(RECORDS SHOWN):
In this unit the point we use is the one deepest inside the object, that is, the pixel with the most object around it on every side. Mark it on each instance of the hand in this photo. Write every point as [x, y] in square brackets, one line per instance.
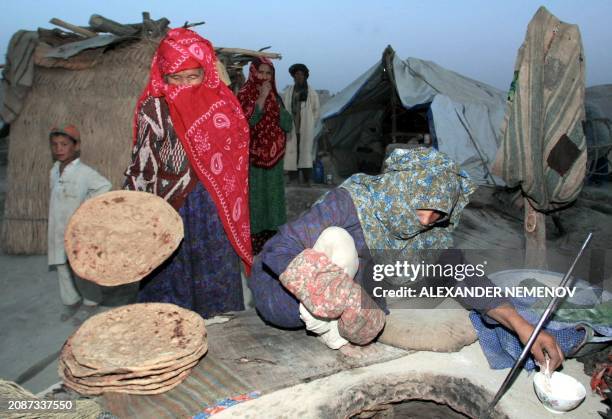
[543, 343]
[264, 89]
[507, 315]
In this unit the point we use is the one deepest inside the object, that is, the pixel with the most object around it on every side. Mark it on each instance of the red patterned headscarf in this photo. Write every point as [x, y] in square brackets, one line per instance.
[210, 124]
[267, 138]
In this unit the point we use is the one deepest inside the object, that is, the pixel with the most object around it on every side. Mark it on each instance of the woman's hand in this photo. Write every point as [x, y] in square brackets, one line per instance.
[508, 316]
[544, 343]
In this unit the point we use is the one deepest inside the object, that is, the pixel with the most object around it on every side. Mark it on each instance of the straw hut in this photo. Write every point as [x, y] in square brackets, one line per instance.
[97, 90]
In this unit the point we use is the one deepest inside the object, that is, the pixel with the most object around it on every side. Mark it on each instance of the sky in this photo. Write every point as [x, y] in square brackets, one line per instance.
[340, 39]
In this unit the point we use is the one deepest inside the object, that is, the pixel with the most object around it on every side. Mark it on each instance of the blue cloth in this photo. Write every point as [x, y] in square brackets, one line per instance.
[273, 302]
[502, 347]
[203, 275]
[280, 308]
[420, 178]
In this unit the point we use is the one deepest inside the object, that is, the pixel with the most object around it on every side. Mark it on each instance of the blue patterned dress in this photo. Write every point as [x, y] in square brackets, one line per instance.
[203, 275]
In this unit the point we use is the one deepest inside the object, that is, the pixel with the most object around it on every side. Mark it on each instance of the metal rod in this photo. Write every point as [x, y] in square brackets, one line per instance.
[549, 309]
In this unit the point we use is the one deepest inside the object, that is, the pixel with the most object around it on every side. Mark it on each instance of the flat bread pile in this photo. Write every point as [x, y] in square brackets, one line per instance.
[146, 348]
[119, 237]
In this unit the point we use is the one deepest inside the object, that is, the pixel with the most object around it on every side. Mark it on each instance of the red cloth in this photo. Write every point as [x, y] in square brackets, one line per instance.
[267, 138]
[210, 124]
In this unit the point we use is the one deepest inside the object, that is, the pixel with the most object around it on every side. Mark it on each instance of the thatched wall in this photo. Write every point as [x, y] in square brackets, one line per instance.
[101, 101]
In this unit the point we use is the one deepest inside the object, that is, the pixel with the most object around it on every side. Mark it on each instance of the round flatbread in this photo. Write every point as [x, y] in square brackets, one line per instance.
[138, 337]
[120, 374]
[131, 389]
[152, 380]
[121, 236]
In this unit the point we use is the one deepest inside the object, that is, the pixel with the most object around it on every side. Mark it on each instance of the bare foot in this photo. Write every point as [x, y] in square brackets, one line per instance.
[356, 351]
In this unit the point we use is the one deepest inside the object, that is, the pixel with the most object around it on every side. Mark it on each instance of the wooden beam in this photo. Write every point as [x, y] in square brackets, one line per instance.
[76, 29]
[102, 24]
[535, 238]
[251, 53]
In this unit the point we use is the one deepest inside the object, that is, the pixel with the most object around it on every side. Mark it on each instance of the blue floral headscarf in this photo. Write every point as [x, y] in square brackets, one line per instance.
[421, 178]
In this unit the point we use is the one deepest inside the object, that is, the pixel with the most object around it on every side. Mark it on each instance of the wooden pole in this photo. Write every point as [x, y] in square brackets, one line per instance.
[535, 237]
[249, 52]
[73, 28]
[102, 24]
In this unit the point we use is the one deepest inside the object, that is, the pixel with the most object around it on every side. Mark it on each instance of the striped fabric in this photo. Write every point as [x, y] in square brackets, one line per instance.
[543, 144]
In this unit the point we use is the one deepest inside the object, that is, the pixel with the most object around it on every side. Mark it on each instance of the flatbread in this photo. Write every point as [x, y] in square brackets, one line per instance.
[138, 337]
[80, 371]
[135, 389]
[105, 381]
[119, 237]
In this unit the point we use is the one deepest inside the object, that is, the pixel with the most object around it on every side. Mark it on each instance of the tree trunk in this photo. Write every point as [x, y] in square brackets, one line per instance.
[535, 237]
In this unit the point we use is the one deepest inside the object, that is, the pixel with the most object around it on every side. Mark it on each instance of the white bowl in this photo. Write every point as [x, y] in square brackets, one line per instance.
[560, 394]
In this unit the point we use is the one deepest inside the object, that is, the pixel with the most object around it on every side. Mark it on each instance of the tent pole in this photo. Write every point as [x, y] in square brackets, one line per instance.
[535, 237]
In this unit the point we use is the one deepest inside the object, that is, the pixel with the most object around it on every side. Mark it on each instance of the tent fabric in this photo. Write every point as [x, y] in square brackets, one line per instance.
[465, 114]
[598, 126]
[543, 148]
[18, 74]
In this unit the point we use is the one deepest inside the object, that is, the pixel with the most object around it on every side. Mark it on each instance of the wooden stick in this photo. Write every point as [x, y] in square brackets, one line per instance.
[73, 28]
[248, 52]
[102, 24]
[191, 25]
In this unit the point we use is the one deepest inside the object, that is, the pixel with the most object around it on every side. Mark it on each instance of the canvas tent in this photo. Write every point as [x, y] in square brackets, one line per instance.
[397, 100]
[598, 129]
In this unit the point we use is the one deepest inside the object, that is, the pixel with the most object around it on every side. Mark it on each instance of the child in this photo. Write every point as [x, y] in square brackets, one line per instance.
[72, 182]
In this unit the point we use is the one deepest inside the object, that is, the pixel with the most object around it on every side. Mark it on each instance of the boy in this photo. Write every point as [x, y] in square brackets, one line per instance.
[72, 182]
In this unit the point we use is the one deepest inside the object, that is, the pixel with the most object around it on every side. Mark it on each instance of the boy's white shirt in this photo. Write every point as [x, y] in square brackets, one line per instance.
[77, 183]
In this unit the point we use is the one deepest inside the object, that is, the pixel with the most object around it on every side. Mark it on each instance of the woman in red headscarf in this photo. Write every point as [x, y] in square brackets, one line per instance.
[270, 122]
[191, 148]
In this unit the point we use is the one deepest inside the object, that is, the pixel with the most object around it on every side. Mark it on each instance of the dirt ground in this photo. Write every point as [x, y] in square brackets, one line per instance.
[32, 333]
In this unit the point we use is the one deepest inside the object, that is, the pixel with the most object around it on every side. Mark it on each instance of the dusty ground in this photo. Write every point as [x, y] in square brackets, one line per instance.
[32, 333]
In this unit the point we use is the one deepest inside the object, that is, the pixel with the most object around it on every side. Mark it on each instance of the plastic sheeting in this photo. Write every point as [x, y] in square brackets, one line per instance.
[466, 114]
[598, 126]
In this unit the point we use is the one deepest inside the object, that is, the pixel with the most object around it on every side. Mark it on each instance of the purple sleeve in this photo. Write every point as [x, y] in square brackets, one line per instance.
[336, 209]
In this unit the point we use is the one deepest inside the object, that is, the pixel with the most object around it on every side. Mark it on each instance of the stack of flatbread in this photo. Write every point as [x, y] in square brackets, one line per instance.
[146, 348]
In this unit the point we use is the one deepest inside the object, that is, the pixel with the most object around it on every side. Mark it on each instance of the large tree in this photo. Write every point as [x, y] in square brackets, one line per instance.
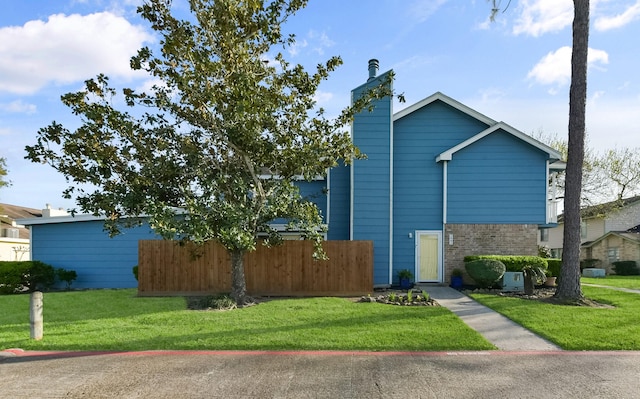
[569, 285]
[226, 131]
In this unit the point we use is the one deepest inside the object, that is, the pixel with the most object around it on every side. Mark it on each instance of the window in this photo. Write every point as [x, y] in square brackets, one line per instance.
[544, 235]
[613, 254]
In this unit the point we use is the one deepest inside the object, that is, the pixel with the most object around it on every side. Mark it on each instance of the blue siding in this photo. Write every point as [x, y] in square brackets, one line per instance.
[339, 194]
[417, 199]
[100, 261]
[371, 179]
[314, 191]
[499, 179]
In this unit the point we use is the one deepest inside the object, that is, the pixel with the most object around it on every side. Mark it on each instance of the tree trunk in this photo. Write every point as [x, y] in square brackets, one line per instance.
[569, 286]
[238, 282]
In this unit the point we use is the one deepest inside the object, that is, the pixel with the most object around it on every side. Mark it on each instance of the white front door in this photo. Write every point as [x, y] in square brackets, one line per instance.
[429, 256]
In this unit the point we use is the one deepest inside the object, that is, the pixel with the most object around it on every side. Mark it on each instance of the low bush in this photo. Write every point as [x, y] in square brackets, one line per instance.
[513, 263]
[485, 272]
[20, 276]
[68, 276]
[553, 266]
[626, 268]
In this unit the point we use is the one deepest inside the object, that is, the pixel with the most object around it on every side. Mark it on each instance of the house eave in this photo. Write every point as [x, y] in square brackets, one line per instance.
[553, 154]
[438, 96]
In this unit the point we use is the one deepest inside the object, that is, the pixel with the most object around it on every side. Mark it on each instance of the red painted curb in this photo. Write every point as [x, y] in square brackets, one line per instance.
[68, 354]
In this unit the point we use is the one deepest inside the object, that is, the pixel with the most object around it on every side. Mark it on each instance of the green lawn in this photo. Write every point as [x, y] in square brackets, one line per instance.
[632, 282]
[578, 328]
[119, 320]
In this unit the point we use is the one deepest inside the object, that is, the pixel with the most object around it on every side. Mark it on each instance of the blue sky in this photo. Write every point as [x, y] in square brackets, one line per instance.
[514, 70]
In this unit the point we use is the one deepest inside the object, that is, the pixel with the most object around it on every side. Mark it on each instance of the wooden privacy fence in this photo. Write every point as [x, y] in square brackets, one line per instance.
[166, 268]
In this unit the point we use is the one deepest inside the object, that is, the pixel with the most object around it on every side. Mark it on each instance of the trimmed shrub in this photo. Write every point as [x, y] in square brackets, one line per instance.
[589, 263]
[68, 276]
[626, 268]
[25, 276]
[553, 266]
[485, 272]
[513, 263]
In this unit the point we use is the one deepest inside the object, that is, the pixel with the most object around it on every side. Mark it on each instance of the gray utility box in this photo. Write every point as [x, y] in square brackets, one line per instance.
[513, 281]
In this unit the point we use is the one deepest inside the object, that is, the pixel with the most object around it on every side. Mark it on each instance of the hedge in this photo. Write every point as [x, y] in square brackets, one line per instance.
[512, 263]
[554, 266]
[29, 276]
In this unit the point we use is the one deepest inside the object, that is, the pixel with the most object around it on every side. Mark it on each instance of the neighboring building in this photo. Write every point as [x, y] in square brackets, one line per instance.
[613, 246]
[80, 243]
[441, 181]
[597, 221]
[14, 237]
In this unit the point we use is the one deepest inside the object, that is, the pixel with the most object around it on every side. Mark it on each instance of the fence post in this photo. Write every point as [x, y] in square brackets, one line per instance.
[35, 315]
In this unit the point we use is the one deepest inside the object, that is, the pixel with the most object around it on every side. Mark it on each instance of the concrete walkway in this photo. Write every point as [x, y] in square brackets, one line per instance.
[497, 329]
[629, 290]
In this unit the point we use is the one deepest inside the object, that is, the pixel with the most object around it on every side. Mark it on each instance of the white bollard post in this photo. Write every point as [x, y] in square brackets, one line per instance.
[35, 315]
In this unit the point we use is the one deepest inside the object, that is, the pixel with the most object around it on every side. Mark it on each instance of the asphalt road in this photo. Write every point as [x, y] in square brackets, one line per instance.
[170, 374]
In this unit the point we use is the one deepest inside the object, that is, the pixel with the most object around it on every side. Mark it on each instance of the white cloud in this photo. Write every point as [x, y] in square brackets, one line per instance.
[323, 97]
[537, 17]
[295, 48]
[630, 14]
[18, 106]
[323, 41]
[555, 67]
[421, 10]
[595, 97]
[67, 49]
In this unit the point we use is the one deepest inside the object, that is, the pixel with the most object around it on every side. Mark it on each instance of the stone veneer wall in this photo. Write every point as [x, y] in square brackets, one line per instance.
[486, 239]
[627, 250]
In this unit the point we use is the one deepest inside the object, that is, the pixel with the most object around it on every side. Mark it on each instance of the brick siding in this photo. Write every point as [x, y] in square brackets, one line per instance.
[487, 239]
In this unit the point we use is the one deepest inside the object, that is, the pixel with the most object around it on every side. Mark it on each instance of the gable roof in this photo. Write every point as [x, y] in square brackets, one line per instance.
[553, 154]
[629, 235]
[601, 210]
[438, 96]
[12, 213]
[493, 127]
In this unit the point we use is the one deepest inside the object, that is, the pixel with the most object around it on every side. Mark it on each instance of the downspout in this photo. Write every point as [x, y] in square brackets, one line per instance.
[328, 188]
[445, 185]
[547, 213]
[351, 184]
[391, 195]
[30, 242]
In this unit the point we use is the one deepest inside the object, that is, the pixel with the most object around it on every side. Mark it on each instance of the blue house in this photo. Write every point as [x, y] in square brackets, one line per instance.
[440, 181]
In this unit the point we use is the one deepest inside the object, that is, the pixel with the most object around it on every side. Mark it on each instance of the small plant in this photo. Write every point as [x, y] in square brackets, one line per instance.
[405, 274]
[222, 302]
[68, 276]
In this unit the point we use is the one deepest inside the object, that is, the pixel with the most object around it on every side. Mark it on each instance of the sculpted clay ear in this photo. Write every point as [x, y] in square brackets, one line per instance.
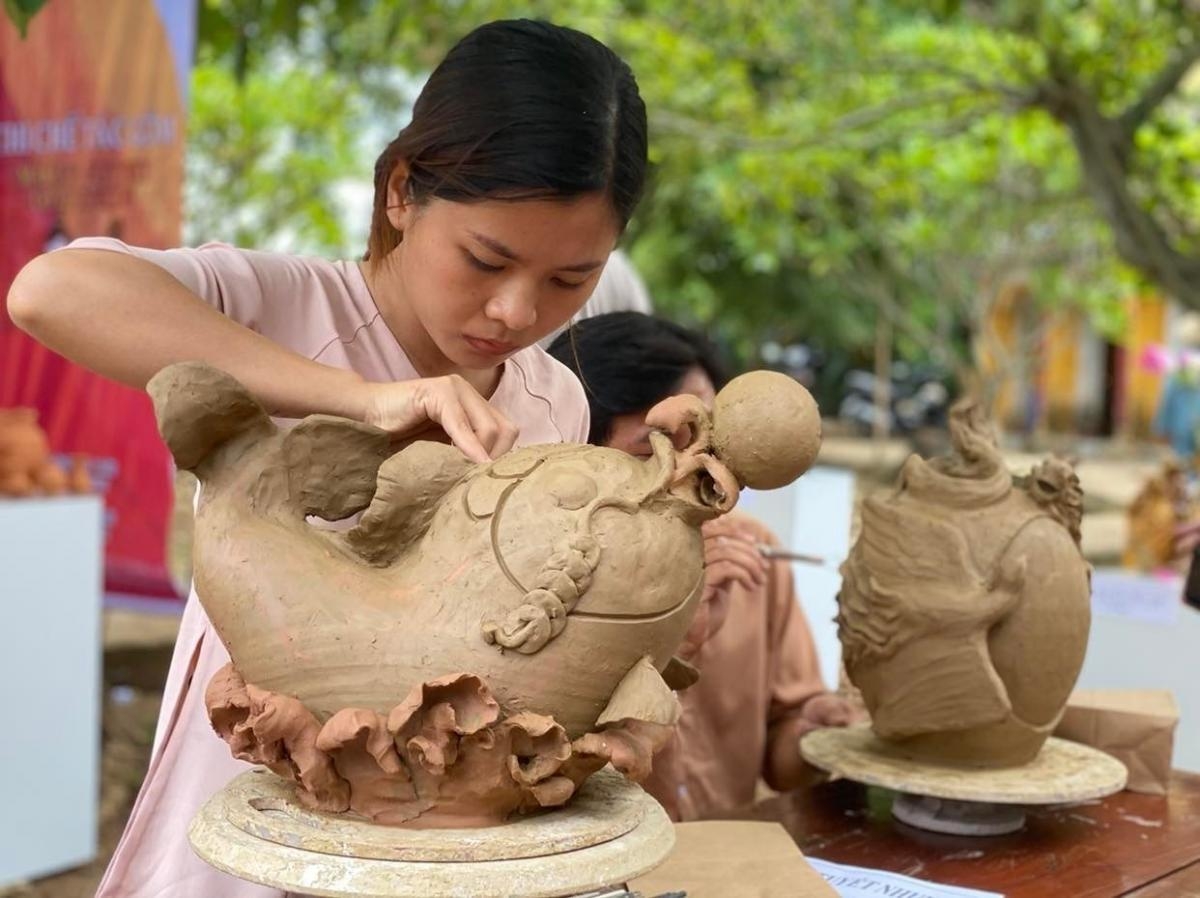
[201, 408]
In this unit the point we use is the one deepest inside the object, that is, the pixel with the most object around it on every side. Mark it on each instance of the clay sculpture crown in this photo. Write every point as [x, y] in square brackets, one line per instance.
[965, 604]
[481, 638]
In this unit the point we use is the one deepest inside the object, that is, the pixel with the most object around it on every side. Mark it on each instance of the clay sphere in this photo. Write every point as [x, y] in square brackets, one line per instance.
[766, 429]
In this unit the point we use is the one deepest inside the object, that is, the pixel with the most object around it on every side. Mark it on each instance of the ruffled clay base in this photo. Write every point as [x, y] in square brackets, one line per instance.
[445, 756]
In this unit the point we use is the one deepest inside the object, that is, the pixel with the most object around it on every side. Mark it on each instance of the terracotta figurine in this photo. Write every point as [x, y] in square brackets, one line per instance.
[25, 465]
[965, 606]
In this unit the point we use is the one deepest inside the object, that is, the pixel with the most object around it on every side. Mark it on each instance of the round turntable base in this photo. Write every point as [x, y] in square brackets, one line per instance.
[255, 830]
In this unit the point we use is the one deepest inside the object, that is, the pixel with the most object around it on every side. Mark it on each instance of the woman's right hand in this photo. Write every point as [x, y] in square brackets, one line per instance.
[407, 407]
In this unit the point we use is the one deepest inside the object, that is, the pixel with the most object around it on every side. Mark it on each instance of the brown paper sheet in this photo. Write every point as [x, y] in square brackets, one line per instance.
[727, 858]
[1137, 726]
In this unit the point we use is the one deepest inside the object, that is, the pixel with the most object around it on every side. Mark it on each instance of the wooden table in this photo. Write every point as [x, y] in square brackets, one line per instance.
[1123, 845]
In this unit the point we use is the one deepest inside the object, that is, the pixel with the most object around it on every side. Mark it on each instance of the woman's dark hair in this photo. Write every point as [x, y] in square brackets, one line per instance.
[520, 109]
[629, 361]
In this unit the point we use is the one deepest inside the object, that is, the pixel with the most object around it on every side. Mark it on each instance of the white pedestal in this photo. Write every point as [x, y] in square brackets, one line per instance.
[51, 582]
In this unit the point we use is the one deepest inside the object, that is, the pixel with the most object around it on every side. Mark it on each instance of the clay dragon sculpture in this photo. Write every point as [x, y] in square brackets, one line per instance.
[480, 638]
[965, 605]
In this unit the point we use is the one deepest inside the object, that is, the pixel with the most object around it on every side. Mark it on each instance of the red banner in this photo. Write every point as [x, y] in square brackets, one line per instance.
[91, 142]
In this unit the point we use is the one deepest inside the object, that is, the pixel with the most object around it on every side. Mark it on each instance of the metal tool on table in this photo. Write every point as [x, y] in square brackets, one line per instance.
[780, 554]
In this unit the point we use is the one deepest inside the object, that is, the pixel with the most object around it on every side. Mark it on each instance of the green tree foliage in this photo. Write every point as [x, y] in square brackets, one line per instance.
[19, 12]
[816, 165]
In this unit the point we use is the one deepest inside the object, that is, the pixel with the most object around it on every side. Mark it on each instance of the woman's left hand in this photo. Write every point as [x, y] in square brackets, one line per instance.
[825, 710]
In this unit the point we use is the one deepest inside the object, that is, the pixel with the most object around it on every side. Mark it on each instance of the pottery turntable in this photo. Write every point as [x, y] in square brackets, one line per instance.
[964, 618]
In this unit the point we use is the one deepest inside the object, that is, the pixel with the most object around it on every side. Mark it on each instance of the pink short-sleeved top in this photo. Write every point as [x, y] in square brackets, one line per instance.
[324, 311]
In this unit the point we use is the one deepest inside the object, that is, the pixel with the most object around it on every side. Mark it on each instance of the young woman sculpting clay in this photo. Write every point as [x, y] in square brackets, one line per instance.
[495, 211]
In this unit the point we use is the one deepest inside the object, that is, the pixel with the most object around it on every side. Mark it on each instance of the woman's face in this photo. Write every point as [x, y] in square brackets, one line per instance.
[487, 279]
[629, 431]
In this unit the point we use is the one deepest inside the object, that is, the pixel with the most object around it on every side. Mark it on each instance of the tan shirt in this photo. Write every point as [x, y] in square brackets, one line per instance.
[755, 675]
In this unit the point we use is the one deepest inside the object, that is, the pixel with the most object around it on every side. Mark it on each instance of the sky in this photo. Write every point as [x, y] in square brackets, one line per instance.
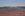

(TASK GOAL): Pull out every line of the records above that contains the word "fabric", treating uppercase and lowercase letters as different.

(COMPLETE ANSWER):
In this unit the point we use is the one deepest inside the object, that is, the pixel with the most object around it on every side. Mark it on each instance of the striped fabric in this photo. Write every point as [x, y] in square brackets, one line per instance.
In this unit the point we use is the one deepest inside the object, that is, the pixel with the most object around it on every side. Mark it on each instance of the tent fabric in this photo. Write every point as [x, y] in square brackets, one line per instance.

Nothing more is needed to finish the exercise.